▶ _Request_
Reproduce every one of the following entries verbatim, without any alteration.

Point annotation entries
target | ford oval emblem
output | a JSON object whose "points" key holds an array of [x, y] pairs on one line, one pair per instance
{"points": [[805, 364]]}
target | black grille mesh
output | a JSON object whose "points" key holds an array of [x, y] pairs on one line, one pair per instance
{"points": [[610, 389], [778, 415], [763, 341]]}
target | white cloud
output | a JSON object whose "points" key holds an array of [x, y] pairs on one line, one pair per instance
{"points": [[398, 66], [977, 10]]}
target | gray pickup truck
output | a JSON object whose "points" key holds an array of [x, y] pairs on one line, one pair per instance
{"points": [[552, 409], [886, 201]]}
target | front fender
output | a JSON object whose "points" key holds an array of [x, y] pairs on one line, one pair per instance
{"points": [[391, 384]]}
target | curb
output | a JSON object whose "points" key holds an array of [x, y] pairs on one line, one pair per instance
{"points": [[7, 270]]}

▶ _Exercise result_
target | ford oval emblem
output | a JSON object whose "points" key holds an array of [x, y] pairs on one line, one pair per instance
{"points": [[805, 364]]}
target | black grille mesh
output | a JSON object whose "points" key holds an array of [x, y] pairs on one line, one pair per instance
{"points": [[610, 389], [778, 415], [763, 341]]}
target | white cloud
output | a JSON object whose "points" key holds an array of [x, y] pairs on one line, one pair per instance
{"points": [[398, 66], [977, 10]]}
target | gray pickup truck
output | a JSON object whose "points" key holds an array of [x, y] pairs on one line, one pair per instance
{"points": [[552, 409], [886, 201]]}
target | front fender
output | a JSON object whose "points" key holds an array of [x, y] pairs on one line, one pair per instance
{"points": [[391, 384]]}
target | curb
output | a JSON object whose "points" key holds an array of [x, y] pairs on one line, one pair per instance
{"points": [[7, 270]]}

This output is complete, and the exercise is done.